Exercises ->
[1] Answer these from the forum thread on harvesting lentils:
(a) Where does the first post say the header has to be set to get the lentils?
(b) What location is listed for Al R?
(c) What kind of farmer is Al R listed as?
[2] Please carry on the forum thread about harvesting lentils from the point where it stops.

===== Supplied text =====

Thanks for your reply @scotston . If I combined lentils at a foot off the ground there'd be nothing going into the combine - were yours a tall crop? The thing I've found with lentils is they need to die down almost completely before I can harvest them, and then I have to have the header right on the floor to get them. I still lose loads under the header though, as they all grow back over the following month or so.
 

Al R

Member
Livestock Farmer
Location
West Wales
I don't think the sold much more than double figures in the UK.
I’ve seen a few for sale over the years BUT never looked at them, can’t remember if their auto reset or not. DD with a full armoury of herbicides can be hard enough let alone trying it organic, and for that matter, I’m out 😂
 

scotston

Member
Thanks for your reply @scotston . If I combined lentils at a foot off the ground there'd be nothing going into the combine - were yours a tall crop? The thing I've found with lentils is they need to die down almost completely before I can harvest them, and then I have to have the header right on the floor to get them. I still lose loads under the header though, as they all grow back over the following month or so.

===== Dataset content =====

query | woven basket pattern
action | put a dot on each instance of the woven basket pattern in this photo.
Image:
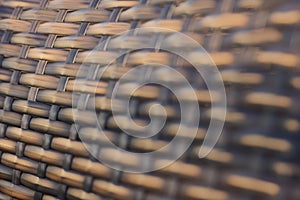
(255, 45)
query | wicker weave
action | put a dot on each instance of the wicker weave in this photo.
(254, 43)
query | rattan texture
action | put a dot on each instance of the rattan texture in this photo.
(255, 45)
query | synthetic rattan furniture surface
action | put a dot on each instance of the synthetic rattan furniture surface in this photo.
(255, 45)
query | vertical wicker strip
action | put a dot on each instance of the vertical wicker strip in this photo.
(255, 45)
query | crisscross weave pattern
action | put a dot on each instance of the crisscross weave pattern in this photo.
(255, 45)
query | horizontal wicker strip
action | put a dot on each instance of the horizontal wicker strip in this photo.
(255, 44)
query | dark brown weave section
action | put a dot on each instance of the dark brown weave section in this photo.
(254, 43)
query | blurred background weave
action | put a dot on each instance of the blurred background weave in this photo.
(255, 45)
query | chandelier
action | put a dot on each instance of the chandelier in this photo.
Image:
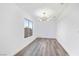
(45, 14)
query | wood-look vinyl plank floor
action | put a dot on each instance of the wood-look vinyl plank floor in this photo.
(43, 47)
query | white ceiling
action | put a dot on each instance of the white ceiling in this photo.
(31, 8)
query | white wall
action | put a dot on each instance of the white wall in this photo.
(46, 29)
(68, 29)
(11, 29)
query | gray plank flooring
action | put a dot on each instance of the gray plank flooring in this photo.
(43, 47)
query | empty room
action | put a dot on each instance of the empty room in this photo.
(39, 29)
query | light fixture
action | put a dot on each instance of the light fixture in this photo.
(45, 14)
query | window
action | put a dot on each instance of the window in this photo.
(27, 28)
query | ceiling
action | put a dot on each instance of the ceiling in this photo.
(31, 8)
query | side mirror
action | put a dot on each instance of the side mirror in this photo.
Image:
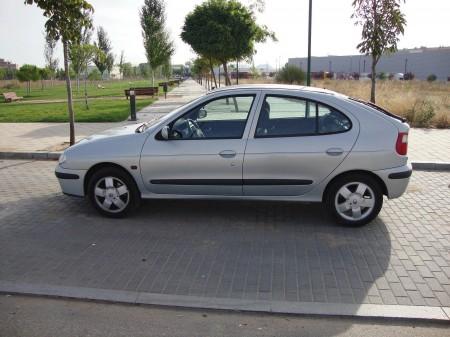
(202, 113)
(165, 132)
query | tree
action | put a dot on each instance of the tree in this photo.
(44, 74)
(291, 74)
(104, 61)
(49, 53)
(127, 70)
(158, 46)
(81, 53)
(223, 30)
(28, 73)
(63, 21)
(382, 22)
(121, 64)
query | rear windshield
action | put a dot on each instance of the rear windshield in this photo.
(378, 108)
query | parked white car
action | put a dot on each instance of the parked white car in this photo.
(262, 142)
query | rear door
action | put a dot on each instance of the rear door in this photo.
(294, 144)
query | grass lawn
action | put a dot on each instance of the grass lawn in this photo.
(101, 110)
(58, 91)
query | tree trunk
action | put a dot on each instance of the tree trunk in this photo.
(69, 94)
(227, 77)
(153, 78)
(85, 90)
(212, 72)
(373, 80)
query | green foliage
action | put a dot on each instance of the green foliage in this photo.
(104, 60)
(382, 22)
(291, 74)
(95, 75)
(64, 17)
(421, 113)
(223, 30)
(49, 54)
(45, 73)
(28, 73)
(431, 78)
(158, 46)
(127, 70)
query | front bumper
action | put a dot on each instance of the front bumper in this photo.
(396, 179)
(71, 181)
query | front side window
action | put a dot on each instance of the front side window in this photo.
(288, 116)
(220, 118)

=====

Answers given ->
[1]
(a) Right on the floor.
(b) West Wales.
(c) Livestock Farmer.

[2]
Apologies. I did have the header flat on the floor with the autocontour working hard. They grew up to about a foot and then kinda of fell back down to 6" come harvest time. It was the fact that I couldn't see them at all because of the weeds, and rape that were a foot to two feet above. Not an enjoyable experience for the combine operator. Hoping the weeder will do us a shift this year.
 

scotston

Member
Sorry, what make of plough is this? would love to find a ecomat but seem to be like rocking horse shite.
Ovlac. The ecomat is now Europe only. There was a shallow version of an overum but typically none of the sales boys know or care about these things. Too much like hard work for them. Ovlac boy said they sell loads of these shallow ploughs in Europe for exactly my job, organic weed burying. But only 1 other in the UK. Maybe change now though.